**Text to read:**
Dan Bricklin, CTO of Alpha Software
In the world of the Internet of Mobile Things (IoMT) you want to be able to just connect. Mobile Things include smartphones, tablets, wearables, automobiles, and so many coming things. They move with (or on) you, or on their own. The connectivity environment around them changes. The Frankston Challenge is very real for them today.
For example, you can't, as Bob points out, require a pacemaker or wearable reporting info to doctors and other systems to be pre-authorized with wireless carriers and WiFi access points everywhere the person might go. You don't want to have to pull out a keyboard (and maybe a credit card) to authorize connectivity when you feel tightness in your chest.
This problem won't be solved overnight. Bob has been working constantly to bring this to people's attention. For me, though, I'm in the world of making systems for business people to build apps that run on tablets and phones that move around with the users. We can't wait. This means that we won't have reliable connectivity everywhere, even where you would expect it. We have to build our systems to tolerate loss of connectivity. A consultant may be visiting a client's retail site or factory, or a repair person out in the field fixing a pump or transformer. The apps they run that replace the paper clipboard with something better and more tied into the flow of their tasks must be able to run offline.

**Supplied information:**
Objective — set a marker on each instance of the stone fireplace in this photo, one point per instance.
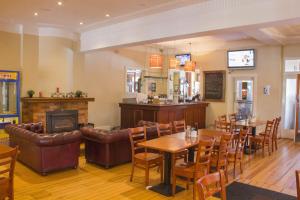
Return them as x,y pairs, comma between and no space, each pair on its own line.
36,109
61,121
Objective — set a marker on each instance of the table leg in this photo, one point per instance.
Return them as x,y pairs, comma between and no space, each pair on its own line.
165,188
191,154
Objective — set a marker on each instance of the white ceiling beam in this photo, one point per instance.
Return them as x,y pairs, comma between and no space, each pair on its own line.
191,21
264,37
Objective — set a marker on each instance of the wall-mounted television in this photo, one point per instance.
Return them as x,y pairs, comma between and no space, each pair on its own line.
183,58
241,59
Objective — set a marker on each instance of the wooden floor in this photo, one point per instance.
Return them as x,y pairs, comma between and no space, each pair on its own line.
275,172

...

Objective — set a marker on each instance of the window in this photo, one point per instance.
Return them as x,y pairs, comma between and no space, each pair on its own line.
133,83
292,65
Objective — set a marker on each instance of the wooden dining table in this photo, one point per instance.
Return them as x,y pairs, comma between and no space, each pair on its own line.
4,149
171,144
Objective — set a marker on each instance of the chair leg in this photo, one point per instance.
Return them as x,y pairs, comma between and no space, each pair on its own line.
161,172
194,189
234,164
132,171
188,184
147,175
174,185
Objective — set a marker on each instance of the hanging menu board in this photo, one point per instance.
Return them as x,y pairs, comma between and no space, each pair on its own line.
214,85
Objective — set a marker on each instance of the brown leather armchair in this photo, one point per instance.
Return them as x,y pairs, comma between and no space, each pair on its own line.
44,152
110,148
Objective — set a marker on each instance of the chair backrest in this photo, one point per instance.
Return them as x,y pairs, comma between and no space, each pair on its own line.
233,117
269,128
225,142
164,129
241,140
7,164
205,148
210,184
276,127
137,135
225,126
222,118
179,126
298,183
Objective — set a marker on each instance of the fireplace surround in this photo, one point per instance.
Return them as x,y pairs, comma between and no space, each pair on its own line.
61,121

**Exercise aim:** Could you resume the piece on connectivity for mobile devices, picking up right after its final sentence? The listing has no role here.

**Response for this exercise:**
How Alpha Software is Helping Developers Create Offline Apps
We at Alpha Software have been working steadily to make disconnection-capable apps easier to build so that can be the default configuration. This is especially true for data capture applications. Not necessarily ignoring connectivity when available, but not becoming useless when it isn't. Disconnected support means your app continues to work offline without losing data or requiring users to have a reliable network connection."Offline is the most important and difficult mobile feature...and will be a consideration for nearly every modern application...Alpha Anywhere supports a very robust [offline] solution with complete transactional synchronization with conflict resolution."
A final irony. The office building where my doctor worked was the same one were my old company, Software Arts, had rented some space back in the early 1980s. It was across a parking lot from our main building. We used a centralized computer for timesharing to run our whole business. We had a very early Ethernet system installed to give "high-speed" connectivity to the terminals on everyone's desk. There was coax cable everywhere. (This was very early in the history of Ethernet and the IBM XT was just coming out.) To connect the "remote" office hundreds of feet away, we had a trench dug under the parking lot (and then paved over) to run cable to that other building. We had high-speed connectivity there. Today I parked within a few feet of that trench. Connectivity was still a challenge over 30 years later.